Reproduce word for word the part of the surprise billing article that begins at the words "- The Texas" and stops after "costly for patients.".

Passage:
↓

Dive Brief:
- The Department of Justice intends to appeal a federal judge's ruling that sided with providers over a challenge to the surprise billing rule, according to a Friday filing from the DOJ in the Eastern District of Texas.
- The Texas Medical Association sued the federal government over its interpretation of the No Surprises Act, arguing the rule leans too heavily on one factor arbiters are supposed to consider when resolving payment disputes between payers and providers.
- Federal Judge Jeremy Kernodle's February ruling said nothing in the bill passed by Congress instructs arbiters to "weigh any one factor ... more heavily than the others," indicating the rule conflicts with the bill.
Dive Insight:
The No Surprises Act was meant to solve one of healthcare's perennial problems: unexpected out-of-network bills that can be costly for patients.
But providers have balked at how the federal government interpreted the bill in the rulemaking process and have filed numerous lawsuits over the issue, including one from the American Hospital Association and American Medical Association.
The main aim of the bill was to remove patients caught in the middle of payer and provider disputes over payment. To help achieve that goal, under the law, providers and payers can turn to a baseball-style arbitration process when they can't come to terms.

↑

Records supplied:
↓

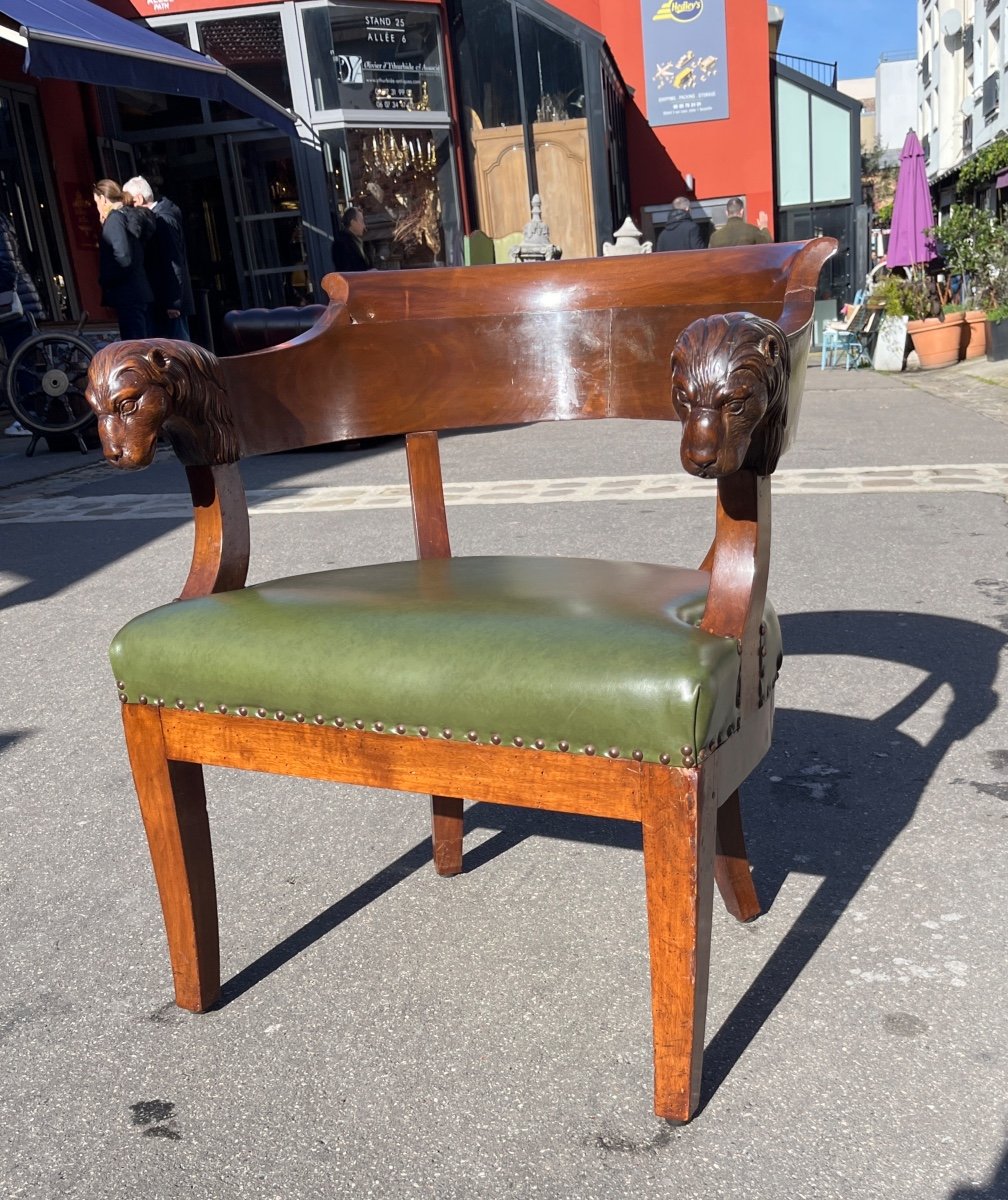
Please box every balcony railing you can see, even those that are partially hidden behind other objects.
[770,54,836,88]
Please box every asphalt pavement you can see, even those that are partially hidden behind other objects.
[0,350,1008,1200]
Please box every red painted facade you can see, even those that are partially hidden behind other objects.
[542,0,774,229]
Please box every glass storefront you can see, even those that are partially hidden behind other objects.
[445,0,629,258]
[113,0,625,300]
[322,125,461,270]
[0,88,73,320]
[302,4,448,113]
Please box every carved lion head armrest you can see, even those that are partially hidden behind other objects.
[672,312,791,479]
[86,338,240,470]
[86,338,248,599]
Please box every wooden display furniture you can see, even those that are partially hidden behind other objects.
[89,239,835,1121]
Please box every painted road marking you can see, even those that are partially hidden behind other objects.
[0,463,1008,523]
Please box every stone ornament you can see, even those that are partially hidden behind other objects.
[511,193,563,263]
[602,217,652,258]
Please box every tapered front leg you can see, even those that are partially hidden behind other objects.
[641,769,716,1122]
[122,704,221,1013]
[431,796,462,875]
[714,791,762,920]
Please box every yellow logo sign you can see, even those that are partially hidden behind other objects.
[652,0,703,24]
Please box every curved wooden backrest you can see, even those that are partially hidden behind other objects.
[220,238,835,457]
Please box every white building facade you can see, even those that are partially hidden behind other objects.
[917,0,1008,210]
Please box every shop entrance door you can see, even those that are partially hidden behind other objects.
[0,88,78,320]
[226,134,313,308]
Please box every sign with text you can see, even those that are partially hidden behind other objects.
[301,5,445,113]
[641,0,728,126]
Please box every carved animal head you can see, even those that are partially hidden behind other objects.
[86,338,239,470]
[672,312,791,479]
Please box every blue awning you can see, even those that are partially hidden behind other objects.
[0,0,296,134]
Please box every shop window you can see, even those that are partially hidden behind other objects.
[199,13,293,112]
[810,96,853,204]
[518,10,584,124]
[776,78,812,208]
[302,4,446,113]
[114,88,203,133]
[322,126,460,270]
[457,0,522,130]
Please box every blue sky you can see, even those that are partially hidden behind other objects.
[776,0,917,79]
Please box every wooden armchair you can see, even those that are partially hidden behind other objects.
[82,239,835,1121]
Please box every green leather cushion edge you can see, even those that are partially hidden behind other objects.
[109,557,780,763]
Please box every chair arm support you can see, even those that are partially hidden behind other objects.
[86,337,240,470]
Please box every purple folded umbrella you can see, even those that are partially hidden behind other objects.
[886,130,935,266]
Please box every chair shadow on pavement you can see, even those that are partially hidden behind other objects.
[220,611,1008,1112]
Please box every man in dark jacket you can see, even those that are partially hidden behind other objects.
[0,212,44,438]
[654,196,703,251]
[332,206,371,271]
[95,179,155,338]
[710,196,770,247]
[122,175,196,341]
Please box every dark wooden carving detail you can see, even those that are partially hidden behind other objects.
[88,338,240,470]
[672,312,791,479]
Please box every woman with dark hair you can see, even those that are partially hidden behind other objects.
[94,179,155,341]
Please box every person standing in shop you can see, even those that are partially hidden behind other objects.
[122,175,196,342]
[654,196,703,253]
[708,196,770,250]
[0,212,44,438]
[94,179,155,341]
[332,205,371,271]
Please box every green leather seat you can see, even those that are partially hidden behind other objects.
[110,558,780,766]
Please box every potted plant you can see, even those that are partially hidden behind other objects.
[986,305,1008,362]
[928,204,1003,359]
[868,275,910,371]
[871,269,964,370]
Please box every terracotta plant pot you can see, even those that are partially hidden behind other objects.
[962,308,986,359]
[906,312,962,371]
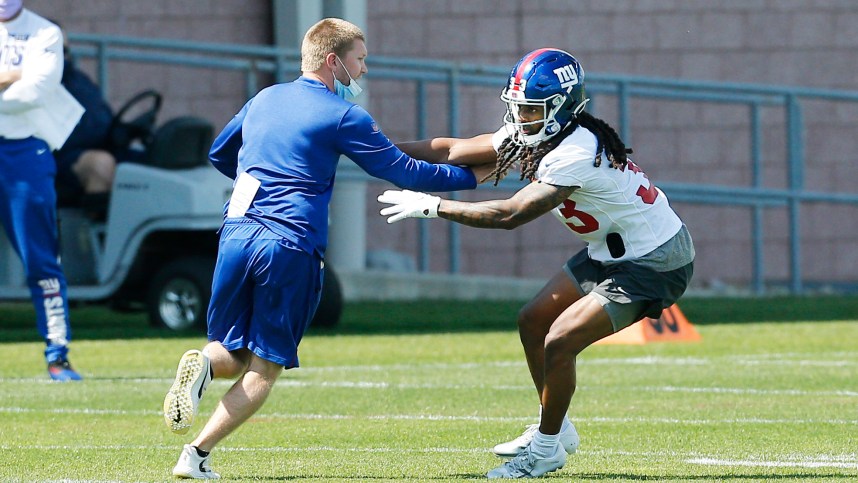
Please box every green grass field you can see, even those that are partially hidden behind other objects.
[0,297,858,483]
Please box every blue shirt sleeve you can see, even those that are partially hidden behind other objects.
[337,105,477,191]
[209,99,253,179]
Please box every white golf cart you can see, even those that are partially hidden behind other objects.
[0,91,342,330]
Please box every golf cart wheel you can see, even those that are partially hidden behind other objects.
[146,257,214,330]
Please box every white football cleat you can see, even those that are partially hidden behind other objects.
[173,444,220,480]
[164,350,212,434]
[492,422,580,458]
[486,444,566,479]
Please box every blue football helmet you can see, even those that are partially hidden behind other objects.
[494,49,589,146]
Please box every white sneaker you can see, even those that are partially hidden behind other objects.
[173,444,220,480]
[164,350,212,434]
[486,444,566,479]
[492,422,580,458]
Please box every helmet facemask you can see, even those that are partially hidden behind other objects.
[500,48,588,146]
[501,89,568,146]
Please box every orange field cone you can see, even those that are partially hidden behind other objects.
[596,304,700,344]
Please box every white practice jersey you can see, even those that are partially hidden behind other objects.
[492,126,682,262]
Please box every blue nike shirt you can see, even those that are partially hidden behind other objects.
[209,77,477,256]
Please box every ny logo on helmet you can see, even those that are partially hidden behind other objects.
[554,64,578,94]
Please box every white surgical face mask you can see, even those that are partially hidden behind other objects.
[0,0,23,22]
[334,57,363,101]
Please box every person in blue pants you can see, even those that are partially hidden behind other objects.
[164,18,497,479]
[0,0,82,381]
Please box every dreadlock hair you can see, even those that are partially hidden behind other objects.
[480,111,632,186]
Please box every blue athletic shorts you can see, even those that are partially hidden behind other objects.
[208,218,324,369]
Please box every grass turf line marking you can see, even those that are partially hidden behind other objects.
[0,407,858,426]
[685,458,858,469]
[0,444,858,466]
[0,378,858,397]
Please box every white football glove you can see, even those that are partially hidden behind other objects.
[378,190,441,223]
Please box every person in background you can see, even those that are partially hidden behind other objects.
[0,0,83,381]
[378,48,694,478]
[164,18,496,479]
[54,22,116,220]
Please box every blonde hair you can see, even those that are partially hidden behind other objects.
[301,18,366,72]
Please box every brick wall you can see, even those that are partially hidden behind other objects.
[27,0,858,292]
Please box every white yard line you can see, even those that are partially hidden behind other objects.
[0,407,858,426]
[0,376,858,397]
[0,444,858,472]
[686,458,858,469]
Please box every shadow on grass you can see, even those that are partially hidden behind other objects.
[0,296,858,342]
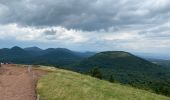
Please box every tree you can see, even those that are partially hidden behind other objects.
[90,67,103,79]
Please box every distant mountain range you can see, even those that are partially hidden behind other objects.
[0,46,170,96]
[0,46,95,66]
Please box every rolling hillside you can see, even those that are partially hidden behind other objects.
[0,46,92,67]
[73,51,170,95]
[37,67,170,100]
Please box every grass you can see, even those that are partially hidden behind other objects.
[37,68,170,100]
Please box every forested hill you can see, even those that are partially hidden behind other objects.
[74,51,170,96]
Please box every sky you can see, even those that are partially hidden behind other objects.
[0,0,170,54]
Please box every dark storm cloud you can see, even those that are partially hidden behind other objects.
[0,0,170,31]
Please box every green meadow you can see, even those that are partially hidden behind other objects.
[37,68,170,100]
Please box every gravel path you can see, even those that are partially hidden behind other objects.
[0,65,46,100]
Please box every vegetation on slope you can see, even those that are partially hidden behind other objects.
[37,69,170,100]
[73,51,170,96]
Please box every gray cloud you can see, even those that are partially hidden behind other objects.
[0,0,170,31]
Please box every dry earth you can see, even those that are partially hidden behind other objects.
[0,65,47,100]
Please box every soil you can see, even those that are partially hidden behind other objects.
[0,65,47,100]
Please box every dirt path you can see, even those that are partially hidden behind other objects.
[0,65,46,100]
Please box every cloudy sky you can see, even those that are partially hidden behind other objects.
[0,0,170,54]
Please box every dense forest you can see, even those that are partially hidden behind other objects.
[0,47,170,96]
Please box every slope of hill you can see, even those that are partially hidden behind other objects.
[37,69,170,100]
[35,48,83,68]
[0,46,91,68]
[147,58,170,67]
[73,51,170,95]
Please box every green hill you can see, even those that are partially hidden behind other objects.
[37,66,170,100]
[73,51,170,96]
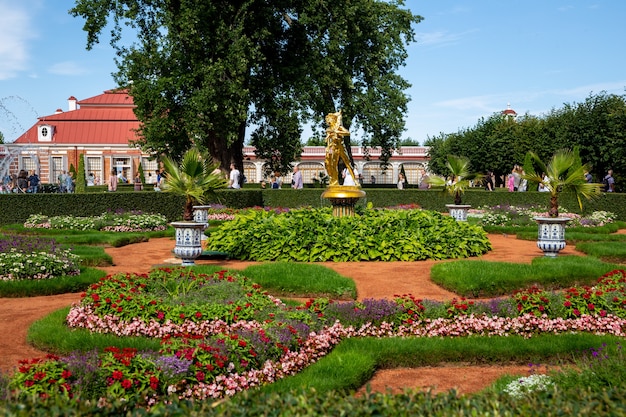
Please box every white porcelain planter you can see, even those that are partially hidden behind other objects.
[170,221,205,266]
[446,204,472,222]
[533,217,570,258]
[193,206,211,240]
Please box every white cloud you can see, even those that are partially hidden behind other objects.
[416,30,477,46]
[48,61,87,75]
[0,4,35,80]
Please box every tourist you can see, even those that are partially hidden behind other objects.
[28,170,40,193]
[291,165,304,190]
[603,169,615,193]
[107,169,119,192]
[228,163,241,189]
[397,172,406,190]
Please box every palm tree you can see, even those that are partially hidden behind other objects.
[428,155,483,205]
[162,148,226,220]
[524,148,601,217]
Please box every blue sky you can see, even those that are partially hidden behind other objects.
[0,0,626,143]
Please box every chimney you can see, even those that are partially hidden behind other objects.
[67,96,78,111]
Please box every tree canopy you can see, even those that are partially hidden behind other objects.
[425,92,626,189]
[70,0,422,172]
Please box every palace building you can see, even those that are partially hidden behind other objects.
[0,89,428,184]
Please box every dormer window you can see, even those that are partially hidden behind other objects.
[37,125,54,142]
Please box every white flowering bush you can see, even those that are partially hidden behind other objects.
[0,248,80,281]
[476,204,617,227]
[504,374,554,398]
[24,212,167,232]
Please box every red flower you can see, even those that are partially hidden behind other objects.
[33,372,46,381]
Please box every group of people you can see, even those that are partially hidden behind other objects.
[506,165,528,192]
[57,170,75,193]
[233,164,304,190]
[0,169,41,194]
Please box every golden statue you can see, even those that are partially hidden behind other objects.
[322,110,365,217]
[324,110,359,187]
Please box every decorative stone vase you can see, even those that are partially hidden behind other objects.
[533,217,571,258]
[170,221,205,266]
[193,206,211,240]
[322,185,365,217]
[446,204,472,222]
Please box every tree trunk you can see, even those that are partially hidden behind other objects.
[548,195,559,217]
[205,123,246,172]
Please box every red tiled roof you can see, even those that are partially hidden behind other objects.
[15,90,140,146]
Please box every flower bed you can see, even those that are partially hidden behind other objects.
[10,268,626,405]
[468,204,617,227]
[0,236,80,281]
[24,211,167,232]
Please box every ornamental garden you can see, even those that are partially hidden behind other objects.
[0,206,626,415]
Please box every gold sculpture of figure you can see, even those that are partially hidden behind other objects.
[324,110,358,187]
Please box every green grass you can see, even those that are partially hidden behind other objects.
[261,334,620,393]
[430,256,621,297]
[243,262,356,299]
[0,267,106,298]
[576,240,626,263]
[27,307,160,355]
[68,245,113,267]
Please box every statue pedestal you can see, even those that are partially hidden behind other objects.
[322,185,365,217]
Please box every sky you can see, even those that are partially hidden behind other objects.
[0,0,626,144]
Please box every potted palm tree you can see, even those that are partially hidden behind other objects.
[523,148,601,257]
[161,148,226,266]
[427,155,482,221]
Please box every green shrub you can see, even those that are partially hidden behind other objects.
[207,208,491,262]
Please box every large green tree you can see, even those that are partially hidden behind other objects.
[70,0,421,172]
[425,92,626,188]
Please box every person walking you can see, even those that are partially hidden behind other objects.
[291,165,304,190]
[603,169,615,193]
[28,170,40,193]
[397,172,404,190]
[108,169,119,192]
[228,163,241,189]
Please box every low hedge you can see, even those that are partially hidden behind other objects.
[0,186,626,225]
[0,385,626,417]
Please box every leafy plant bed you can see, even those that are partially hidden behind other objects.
[207,208,491,262]
[431,256,621,298]
[12,270,626,404]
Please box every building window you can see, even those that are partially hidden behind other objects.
[399,162,425,185]
[141,156,159,184]
[363,162,388,184]
[298,162,326,184]
[111,156,134,181]
[243,162,255,183]
[20,156,37,174]
[50,156,65,184]
[85,156,105,185]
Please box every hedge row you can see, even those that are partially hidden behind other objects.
[0,385,626,417]
[0,188,626,225]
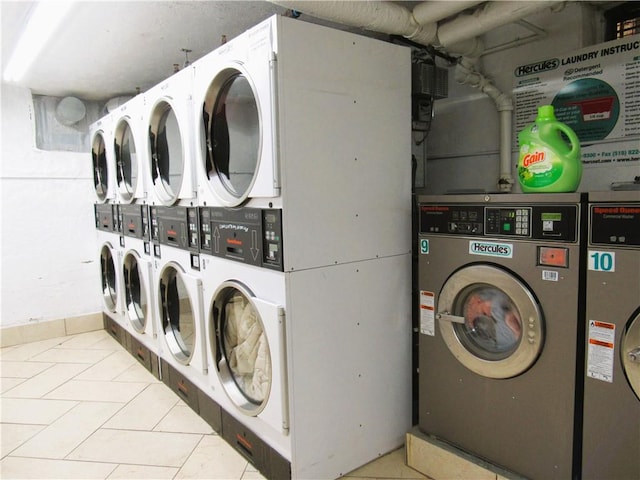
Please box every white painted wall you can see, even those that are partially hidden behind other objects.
[0,84,101,327]
[419,2,638,194]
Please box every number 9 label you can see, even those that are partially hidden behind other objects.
[420,238,429,255]
[588,250,616,272]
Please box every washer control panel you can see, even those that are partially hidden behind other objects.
[200,207,284,271]
[149,206,200,252]
[419,204,578,242]
[94,203,120,233]
[120,204,149,240]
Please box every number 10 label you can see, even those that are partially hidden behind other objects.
[588,250,616,272]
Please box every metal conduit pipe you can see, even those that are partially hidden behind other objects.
[455,58,514,193]
[272,0,565,192]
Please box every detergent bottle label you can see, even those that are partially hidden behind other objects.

↑

Output for this task:
- The Texas Medical Association sued the federal government over its interpretation of the No Surprises Act, arguing the rule leans too heavily on one factor arbiters are supposed to consider when resolving payment disputes between payers and providers.
- Federal Judge Jeremy Kernodle's February ruling said nothing in the bill passed by Congress instructs arbiters to "weigh any one factor ... more heavily than the others," indicating the rule conflicts with the bill.
Dive Insight:
The No Surprises Act was meant to solve one of healthcare's perennial problems: unexpected out-of-network bills that can be costly for patients.